• Input material:
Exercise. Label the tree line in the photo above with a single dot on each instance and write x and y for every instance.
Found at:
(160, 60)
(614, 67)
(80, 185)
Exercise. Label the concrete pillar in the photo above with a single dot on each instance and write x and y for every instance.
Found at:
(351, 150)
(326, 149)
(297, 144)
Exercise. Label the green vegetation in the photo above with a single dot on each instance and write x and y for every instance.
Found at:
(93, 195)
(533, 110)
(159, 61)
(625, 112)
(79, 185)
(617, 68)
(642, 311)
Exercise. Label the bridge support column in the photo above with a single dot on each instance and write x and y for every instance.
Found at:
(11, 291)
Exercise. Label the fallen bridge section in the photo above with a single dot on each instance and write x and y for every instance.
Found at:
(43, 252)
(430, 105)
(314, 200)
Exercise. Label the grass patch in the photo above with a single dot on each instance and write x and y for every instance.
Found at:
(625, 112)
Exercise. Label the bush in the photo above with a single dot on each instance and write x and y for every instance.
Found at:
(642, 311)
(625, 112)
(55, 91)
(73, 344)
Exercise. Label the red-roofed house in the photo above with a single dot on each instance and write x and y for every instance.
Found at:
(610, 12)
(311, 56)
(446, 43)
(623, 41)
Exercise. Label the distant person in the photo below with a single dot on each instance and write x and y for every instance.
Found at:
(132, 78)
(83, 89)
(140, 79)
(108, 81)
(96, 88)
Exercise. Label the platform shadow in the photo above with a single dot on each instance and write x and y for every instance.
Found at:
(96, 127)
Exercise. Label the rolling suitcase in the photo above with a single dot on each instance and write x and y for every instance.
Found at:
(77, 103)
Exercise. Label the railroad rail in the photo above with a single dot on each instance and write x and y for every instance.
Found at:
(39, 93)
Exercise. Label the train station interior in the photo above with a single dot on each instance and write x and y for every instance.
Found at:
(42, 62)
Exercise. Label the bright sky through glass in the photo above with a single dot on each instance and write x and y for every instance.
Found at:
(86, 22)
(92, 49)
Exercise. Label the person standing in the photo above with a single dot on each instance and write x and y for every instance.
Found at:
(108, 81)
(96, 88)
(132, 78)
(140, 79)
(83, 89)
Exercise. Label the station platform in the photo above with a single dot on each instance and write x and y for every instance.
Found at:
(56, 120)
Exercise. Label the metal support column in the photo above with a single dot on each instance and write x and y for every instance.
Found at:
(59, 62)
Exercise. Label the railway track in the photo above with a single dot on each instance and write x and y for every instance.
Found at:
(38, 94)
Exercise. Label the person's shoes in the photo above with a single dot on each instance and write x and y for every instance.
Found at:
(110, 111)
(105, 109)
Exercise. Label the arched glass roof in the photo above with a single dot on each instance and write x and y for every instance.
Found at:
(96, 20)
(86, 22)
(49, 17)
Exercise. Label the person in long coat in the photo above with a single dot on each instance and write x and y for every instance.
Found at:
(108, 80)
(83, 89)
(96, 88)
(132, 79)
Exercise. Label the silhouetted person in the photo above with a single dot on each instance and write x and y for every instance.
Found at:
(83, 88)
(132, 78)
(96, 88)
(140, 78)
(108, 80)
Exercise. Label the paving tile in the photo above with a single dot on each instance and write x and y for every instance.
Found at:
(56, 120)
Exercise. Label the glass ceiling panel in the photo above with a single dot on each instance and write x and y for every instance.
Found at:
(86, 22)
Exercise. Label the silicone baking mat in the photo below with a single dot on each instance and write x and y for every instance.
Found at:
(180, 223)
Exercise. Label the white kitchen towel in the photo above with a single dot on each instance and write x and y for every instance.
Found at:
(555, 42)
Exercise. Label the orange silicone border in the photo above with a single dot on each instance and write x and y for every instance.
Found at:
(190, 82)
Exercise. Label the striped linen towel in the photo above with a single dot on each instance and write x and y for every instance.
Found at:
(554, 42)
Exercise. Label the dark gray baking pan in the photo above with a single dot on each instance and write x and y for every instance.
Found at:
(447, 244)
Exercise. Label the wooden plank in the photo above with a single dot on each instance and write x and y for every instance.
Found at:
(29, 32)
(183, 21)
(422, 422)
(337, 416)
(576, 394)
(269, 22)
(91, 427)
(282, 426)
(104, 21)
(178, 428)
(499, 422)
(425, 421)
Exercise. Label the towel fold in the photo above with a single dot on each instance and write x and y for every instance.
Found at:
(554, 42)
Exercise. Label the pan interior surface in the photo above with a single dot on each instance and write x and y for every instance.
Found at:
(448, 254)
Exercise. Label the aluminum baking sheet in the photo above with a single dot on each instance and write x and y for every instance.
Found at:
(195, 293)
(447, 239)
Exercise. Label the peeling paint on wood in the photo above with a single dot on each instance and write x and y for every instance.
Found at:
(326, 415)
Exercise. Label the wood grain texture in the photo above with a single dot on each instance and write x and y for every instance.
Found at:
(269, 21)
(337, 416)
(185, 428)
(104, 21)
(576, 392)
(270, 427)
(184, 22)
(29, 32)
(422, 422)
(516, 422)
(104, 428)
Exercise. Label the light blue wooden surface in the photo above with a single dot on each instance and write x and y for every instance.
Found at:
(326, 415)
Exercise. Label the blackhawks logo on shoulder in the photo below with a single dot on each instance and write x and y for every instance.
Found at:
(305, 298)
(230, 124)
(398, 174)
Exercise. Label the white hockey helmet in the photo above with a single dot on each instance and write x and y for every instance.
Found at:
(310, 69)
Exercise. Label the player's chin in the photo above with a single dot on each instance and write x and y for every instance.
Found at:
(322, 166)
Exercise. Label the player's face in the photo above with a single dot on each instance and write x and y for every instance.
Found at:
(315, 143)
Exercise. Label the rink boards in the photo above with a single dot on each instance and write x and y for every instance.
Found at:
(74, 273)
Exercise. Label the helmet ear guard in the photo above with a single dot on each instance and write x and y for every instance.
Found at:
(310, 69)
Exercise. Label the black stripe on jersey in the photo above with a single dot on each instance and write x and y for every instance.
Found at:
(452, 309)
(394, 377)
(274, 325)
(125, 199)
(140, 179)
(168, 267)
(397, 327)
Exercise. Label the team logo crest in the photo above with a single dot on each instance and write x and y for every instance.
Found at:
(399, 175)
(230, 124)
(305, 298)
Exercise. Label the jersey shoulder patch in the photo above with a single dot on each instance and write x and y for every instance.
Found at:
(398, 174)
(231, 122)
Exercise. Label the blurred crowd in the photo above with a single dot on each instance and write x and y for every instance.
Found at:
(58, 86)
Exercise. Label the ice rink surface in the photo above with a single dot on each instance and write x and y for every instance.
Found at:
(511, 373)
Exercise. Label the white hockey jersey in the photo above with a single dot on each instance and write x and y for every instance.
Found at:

• Problem:
Write the listing out again in full, exactly as it stands above.

• Result below:
Exercise. Label the tree line in the photo above with a single dot on each instance and write x and y for every instance.
Found at:
(160, 60)
(614, 67)
(80, 185)
Exercise. Label the concrete pillar in the photo above with a single dot on each instance and write x and y for every instance.
Found at:
(351, 150)
(326, 149)
(297, 144)
Exercise. Label the green vegetation in the photo above with a single dot on each instance and write x and y for every instance.
Found at:
(93, 195)
(533, 110)
(159, 61)
(625, 112)
(79, 185)
(617, 68)
(642, 311)
Exercise. Label the bridge support column in the photo above with a single dot on each instance and write x and y for every instance.
Found at:
(11, 291)
Exercise. Label the fallen bridge section in the photo above with a single dot on each instance and write x and y for every instance.
Found at:
(43, 252)
(430, 105)
(314, 200)
Exercise. Label the grass patch in the photo above with a single dot on each instance and write x and y for every instance.
Found at:
(625, 112)
Exercise. Label the bush in the photo above with a single dot on each instance and write x and y for every instance.
Found at:
(642, 311)
(625, 112)
(55, 91)
(73, 344)
Exercise. Label the red-roofed house in the photo above with a single dot on each instance and write x and y for every instance.
Found at:
(610, 12)
(311, 56)
(446, 43)
(623, 41)
Exercise. Label the distant person in the photo below with a single dot on each instance and write x and y for every instance.
Found at:
(132, 78)
(83, 89)
(140, 79)
(108, 81)
(96, 88)
Exercise. Label the platform shadow in the photo above with a single dot on each instance and write x and y for every instance.
Found at:
(96, 127)
Exercise. Label the rolling suitcase in the photo above with a single dot on each instance and write x and y for every instance.
Found at:
(77, 103)
Exercise. Label the railroad rail in the photo above with a single dot on each instance and write x and y for every instance.
Found at:
(39, 93)
Exercise. Label the train station interior in the photo above with a single dot on each instance and write x and y for every instance.
Found at:
(42, 62)
Exercise. Label the bright sky through glass in the photo above with a single dot on each instance and write x and y for every instance.
Found at:
(86, 22)
(92, 49)
Exercise. Label the person standing in the photo above with a single dot on each instance and write x and y for every instance.
Found at:
(108, 81)
(96, 88)
(132, 78)
(140, 79)
(83, 89)
Exercise. Label the station platform in the photo above with a single dot on each instance and write x and y for every instance.
Found at:
(56, 120)
Exercise. Label the metal support column in the photo above with a single dot on each instance and write x and y for every instance.
Found at:
(59, 62)
Exercise. Label the railway track in the photo above with a single dot on each instance and write x and y for every instance.
Found at:
(38, 94)
Exercise. Label the person's shoes in the photo above with a single dot on each instance and write x and y for every instance.
Found at:
(110, 111)
(105, 109)
Exercise. Label the arched glass roof in the photo above with a single dot on each instance and write x and y for every instance.
Found at:
(96, 20)
(86, 22)
(49, 17)
Exercise. Label the person in long coat in the photo above with a single dot on each instance and write x and y for every instance.
Found at:
(108, 80)
(83, 89)
(96, 88)
(132, 79)
Exercise. Label the silhouetted person in the photo above with a single dot on each instance and write x and y for every instance.
Found at:
(83, 88)
(132, 78)
(96, 88)
(140, 78)
(108, 80)
Exercise. Label the paving tile in the photo above with a single dot on each instance and write x and y for every instance.
Found at:
(56, 120)
Exercise. Label the glass ceiling panel in the photo above with a single dot on each instance and write x and y for every instance.
Found at:
(86, 22)
Exercise. Label the silicone baking mat in the photo below with a single dot on each instance and write x and y for every instance.
Found at:
(180, 223)
Exercise. Label the white kitchen towel in the photo above with a single dot on each instance and write x and y for every instance.
Found at:
(555, 42)
Exercise. Label the orange silicone border in the photo above with a single dot on each instance and write x and y for every instance.
Found at:
(190, 82)
Exercise. Label the striped linen towel in the photo above with a single dot on each instance and write x and y for every instance.
Found at:
(554, 42)
Exercise. Label the dark gray baking pan in the photo above with a single dot on each instance and write x and y for every instance.
Found at:
(447, 244)
Exercise. Label the wooden plank in the photo above with a single dot on each instance and write x and y for every instance.
Found at:
(29, 32)
(183, 21)
(422, 422)
(337, 416)
(576, 394)
(269, 22)
(91, 427)
(282, 426)
(104, 21)
(178, 428)
(499, 422)
(425, 421)
Exercise. Label the towel fold in the photo above with a single dot on each instance and write x and y for every instance.
Found at:
(554, 42)
Exercise. Label the pan interior surface in the photo above with a single dot on each instance and write x and y for every instance.
Found at:
(448, 254)
Exercise. Label the aluminum baking sheet in the photo above with a single dot on each instance and write x and y for every instance.
Found at:
(195, 293)
(447, 239)
Exercise. Label the peeling paint on wood in the photo above with a single dot on each instance and write x and y for every instance.
Found at:
(326, 415)
Exercise. Label the wood grain texture in the photo above with a single dot on each instance and write x and y for every instance.
Found at:
(269, 21)
(337, 416)
(185, 428)
(104, 21)
(576, 392)
(270, 427)
(184, 22)
(29, 32)
(422, 422)
(516, 422)
(104, 428)
Exercise. Label the light blue wooden surface in the photo above with a single dot on each instance and write x and y for every instance.
Found at:
(326, 415)
Exercise. Label the blackhawks logo on shoulder in the photo below with a single dot on each instance and write x and y for every instance.
Found at:
(305, 298)
(230, 124)
(398, 174)
Exercise. Label the white hockey helmet in the photo above with a single dot on each instance and write x and y for every instance.
Found at:
(310, 69)
Exercise. Label the player's chin in the photo above with a single dot on each instance and write x and y for every instance.
Found at:
(322, 166)
Exercise. Label the player's face in the photo above with a single dot on each instance and write x and y for every instance.
Found at:
(315, 143)
Exercise. Label the rink boards in the photo above with a single dot on each instance and write x and y for every instance.
Found at:
(74, 273)
Exercise. Label the helmet ear guard in the photo above with a single dot on each instance and write x and y for every instance.
Found at:
(310, 69)
Exercise. Label the black stripe on jersey in the photo above with a single dot on each instance and write x and y for every instance.
Found at:
(452, 309)
(394, 377)
(274, 325)
(125, 199)
(140, 179)
(168, 267)
(397, 327)
Exercise. Label the team logo crest in the photo above with a single dot on each instance and write x and y for every instance.
Found at:
(399, 175)
(230, 124)
(305, 298)
Exercise. Label the jersey shoulder patch in the photo above with a single dot on each instance and write x and y for every instance.
Found at:
(398, 174)
(231, 122)
Exercise. Label the blurred crowd in the photo above with a single dot on each instance and write x and y for every instance.
Found at:
(58, 86)
Exercise. Label the ice rink surface in the photo above with a single dot on each instance and write x and y for every instance.
Found at:
(511, 373)
Exercise. Label the white hockey jersey in the photo above with a single dot on each instance and write x and y for every instance.
Found at:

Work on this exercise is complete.